Extracted data »
# # # #
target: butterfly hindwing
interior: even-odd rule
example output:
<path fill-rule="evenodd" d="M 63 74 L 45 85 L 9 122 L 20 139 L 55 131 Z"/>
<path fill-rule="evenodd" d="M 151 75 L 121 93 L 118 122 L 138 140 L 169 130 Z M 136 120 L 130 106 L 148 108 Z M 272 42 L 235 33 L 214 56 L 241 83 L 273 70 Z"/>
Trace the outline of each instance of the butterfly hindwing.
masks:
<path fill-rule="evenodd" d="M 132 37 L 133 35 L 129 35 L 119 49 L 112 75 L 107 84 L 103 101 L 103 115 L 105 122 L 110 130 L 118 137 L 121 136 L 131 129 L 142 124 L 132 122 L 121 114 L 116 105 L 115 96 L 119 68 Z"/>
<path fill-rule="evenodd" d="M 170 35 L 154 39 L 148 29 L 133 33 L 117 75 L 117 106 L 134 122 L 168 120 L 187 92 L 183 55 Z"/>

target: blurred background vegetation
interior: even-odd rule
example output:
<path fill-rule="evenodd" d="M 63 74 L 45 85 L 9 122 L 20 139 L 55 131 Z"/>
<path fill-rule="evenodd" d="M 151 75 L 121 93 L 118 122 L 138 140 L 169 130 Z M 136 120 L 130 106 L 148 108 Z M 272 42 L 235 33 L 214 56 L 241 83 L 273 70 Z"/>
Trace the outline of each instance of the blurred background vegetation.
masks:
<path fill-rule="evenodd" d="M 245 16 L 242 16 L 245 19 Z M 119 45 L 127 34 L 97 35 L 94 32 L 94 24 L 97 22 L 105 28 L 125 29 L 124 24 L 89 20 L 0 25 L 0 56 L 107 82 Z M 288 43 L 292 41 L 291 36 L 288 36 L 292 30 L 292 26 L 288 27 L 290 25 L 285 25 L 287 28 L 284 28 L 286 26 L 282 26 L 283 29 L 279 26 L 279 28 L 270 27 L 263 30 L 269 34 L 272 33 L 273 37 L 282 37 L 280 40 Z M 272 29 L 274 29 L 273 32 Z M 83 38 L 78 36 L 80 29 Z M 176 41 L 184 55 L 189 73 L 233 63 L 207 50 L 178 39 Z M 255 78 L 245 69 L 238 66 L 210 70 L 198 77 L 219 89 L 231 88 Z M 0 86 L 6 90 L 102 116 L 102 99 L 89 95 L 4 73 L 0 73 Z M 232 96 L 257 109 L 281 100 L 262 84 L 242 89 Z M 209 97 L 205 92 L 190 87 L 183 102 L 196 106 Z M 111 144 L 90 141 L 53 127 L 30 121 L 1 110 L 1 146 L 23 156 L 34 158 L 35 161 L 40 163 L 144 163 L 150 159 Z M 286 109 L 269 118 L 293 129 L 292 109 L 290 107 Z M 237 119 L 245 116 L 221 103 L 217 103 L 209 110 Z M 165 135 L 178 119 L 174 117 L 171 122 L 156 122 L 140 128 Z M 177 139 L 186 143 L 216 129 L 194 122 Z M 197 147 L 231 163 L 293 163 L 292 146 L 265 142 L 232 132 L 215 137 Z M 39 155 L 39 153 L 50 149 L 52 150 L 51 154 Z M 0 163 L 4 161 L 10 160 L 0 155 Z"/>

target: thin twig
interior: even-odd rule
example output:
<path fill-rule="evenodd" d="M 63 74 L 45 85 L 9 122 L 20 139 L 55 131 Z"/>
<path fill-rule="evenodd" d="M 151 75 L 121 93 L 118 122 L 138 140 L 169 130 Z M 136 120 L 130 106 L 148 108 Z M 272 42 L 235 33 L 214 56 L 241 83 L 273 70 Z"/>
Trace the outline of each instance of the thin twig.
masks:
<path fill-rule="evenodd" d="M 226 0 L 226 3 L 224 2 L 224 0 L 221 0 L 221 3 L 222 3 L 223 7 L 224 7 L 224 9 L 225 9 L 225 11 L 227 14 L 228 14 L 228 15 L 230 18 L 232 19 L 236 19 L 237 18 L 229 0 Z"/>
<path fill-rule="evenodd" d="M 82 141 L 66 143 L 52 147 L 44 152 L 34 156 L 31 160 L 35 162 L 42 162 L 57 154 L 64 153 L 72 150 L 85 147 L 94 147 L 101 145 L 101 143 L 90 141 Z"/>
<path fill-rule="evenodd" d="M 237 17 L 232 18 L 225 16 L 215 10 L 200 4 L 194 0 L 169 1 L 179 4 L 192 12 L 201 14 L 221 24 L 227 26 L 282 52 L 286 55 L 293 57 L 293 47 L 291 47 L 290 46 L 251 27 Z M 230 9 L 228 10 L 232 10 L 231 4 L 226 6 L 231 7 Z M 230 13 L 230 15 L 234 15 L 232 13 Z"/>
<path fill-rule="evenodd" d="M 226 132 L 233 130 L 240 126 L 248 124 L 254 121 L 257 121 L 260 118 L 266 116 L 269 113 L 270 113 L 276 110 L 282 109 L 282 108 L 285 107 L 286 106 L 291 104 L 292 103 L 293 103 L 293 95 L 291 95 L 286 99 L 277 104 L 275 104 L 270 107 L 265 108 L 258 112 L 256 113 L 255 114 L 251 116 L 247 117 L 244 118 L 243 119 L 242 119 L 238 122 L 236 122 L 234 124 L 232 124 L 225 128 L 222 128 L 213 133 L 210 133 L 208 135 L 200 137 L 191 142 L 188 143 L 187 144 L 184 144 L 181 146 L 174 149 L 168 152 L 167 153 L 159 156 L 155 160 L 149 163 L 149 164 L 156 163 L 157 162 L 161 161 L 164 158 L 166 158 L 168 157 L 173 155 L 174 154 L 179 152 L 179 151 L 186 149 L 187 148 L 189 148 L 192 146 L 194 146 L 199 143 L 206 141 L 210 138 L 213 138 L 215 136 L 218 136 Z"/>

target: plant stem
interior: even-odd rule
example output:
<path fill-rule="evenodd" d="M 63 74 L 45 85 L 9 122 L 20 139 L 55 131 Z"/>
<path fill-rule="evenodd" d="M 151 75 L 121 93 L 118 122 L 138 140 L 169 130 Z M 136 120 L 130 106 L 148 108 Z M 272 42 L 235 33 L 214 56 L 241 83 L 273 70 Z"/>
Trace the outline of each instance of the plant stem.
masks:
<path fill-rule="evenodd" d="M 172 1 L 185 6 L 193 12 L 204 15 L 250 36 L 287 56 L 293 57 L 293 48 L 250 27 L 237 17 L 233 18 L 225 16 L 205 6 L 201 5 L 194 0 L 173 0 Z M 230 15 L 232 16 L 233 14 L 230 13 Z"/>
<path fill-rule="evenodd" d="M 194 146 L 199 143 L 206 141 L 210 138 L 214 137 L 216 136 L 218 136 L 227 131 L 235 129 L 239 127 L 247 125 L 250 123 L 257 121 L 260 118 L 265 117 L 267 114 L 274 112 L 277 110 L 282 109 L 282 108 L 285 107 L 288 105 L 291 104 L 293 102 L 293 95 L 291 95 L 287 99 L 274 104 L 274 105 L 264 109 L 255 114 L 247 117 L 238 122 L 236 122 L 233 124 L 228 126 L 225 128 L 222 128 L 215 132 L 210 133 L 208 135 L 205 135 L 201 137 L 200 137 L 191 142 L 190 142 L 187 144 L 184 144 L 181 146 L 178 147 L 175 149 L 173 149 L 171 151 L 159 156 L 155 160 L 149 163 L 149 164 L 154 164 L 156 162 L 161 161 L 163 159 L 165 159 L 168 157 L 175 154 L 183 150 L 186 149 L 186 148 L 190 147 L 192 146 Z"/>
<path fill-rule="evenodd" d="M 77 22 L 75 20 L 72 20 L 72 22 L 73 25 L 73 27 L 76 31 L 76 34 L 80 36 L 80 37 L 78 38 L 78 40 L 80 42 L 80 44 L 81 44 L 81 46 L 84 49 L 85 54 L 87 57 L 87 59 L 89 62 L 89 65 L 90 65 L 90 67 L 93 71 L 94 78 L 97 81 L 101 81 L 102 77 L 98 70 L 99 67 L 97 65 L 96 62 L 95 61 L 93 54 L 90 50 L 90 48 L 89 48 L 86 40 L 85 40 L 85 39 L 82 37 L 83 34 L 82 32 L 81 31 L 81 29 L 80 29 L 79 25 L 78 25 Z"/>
# # # #
Aim » Rewrite the lines from the very first one through the one that contains "170 35 L 154", replacing "hindwing" with "forewing" and leaving everything else unchanged. Give only those lines.

The reply »
target: butterfly forewing
interior: even-odd rule
example output:
<path fill-rule="evenodd" d="M 63 74 L 45 85 L 9 122 L 20 139 L 55 131 Z"/>
<path fill-rule="evenodd" d="M 151 75 L 121 93 L 118 122 L 138 140 L 169 130 Z M 136 120 L 130 106 L 148 108 Z M 272 42 L 235 33 L 214 56 L 241 83 L 273 70 Z"/>
Trace the outline of each instance of the butterfly forewing.
masks:
<path fill-rule="evenodd" d="M 132 37 L 133 35 L 129 35 L 119 49 L 112 75 L 107 84 L 103 101 L 103 115 L 105 122 L 110 130 L 118 137 L 121 136 L 131 129 L 142 124 L 132 122 L 121 114 L 116 105 L 115 96 L 119 68 Z"/>
<path fill-rule="evenodd" d="M 170 35 L 154 39 L 148 29 L 133 33 L 117 75 L 117 106 L 134 122 L 168 120 L 187 92 L 183 55 Z"/>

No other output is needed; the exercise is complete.